Coordinate annotation entries:
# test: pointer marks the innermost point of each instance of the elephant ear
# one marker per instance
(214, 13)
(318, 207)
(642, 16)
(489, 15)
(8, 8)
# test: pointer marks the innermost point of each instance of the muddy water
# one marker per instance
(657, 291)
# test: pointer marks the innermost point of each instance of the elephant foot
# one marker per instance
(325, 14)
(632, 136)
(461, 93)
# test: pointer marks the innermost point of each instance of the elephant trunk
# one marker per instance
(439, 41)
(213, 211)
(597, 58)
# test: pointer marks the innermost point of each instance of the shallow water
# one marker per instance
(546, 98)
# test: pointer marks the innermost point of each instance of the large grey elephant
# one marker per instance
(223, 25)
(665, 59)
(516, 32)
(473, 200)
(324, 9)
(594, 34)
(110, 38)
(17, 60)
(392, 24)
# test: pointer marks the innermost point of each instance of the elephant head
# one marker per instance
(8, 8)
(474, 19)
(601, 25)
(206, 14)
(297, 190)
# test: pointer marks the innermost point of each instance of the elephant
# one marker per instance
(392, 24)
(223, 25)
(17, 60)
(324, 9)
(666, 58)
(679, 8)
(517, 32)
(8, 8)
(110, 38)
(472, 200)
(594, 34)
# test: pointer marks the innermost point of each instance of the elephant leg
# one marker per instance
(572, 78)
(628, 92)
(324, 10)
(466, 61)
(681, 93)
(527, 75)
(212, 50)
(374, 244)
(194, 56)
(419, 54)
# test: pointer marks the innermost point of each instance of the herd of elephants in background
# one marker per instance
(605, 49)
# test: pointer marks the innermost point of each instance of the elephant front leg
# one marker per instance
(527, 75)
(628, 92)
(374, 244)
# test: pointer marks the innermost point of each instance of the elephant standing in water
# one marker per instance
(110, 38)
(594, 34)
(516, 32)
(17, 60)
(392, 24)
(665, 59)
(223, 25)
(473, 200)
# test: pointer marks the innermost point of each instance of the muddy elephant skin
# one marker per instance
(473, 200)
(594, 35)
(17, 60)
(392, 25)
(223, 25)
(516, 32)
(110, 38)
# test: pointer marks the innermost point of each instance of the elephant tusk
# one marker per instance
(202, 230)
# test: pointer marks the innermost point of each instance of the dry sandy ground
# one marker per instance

### [EXERCISE PROMPT]
Write out, word for word, every line of the listing from the line containing "dry sandy ground" through the end of the listing, including both of those lines.

### [COMPLETE OUTPUT]
# test: pointer marks the innermost point of each instance of the dry sandy ground
# one marker per instance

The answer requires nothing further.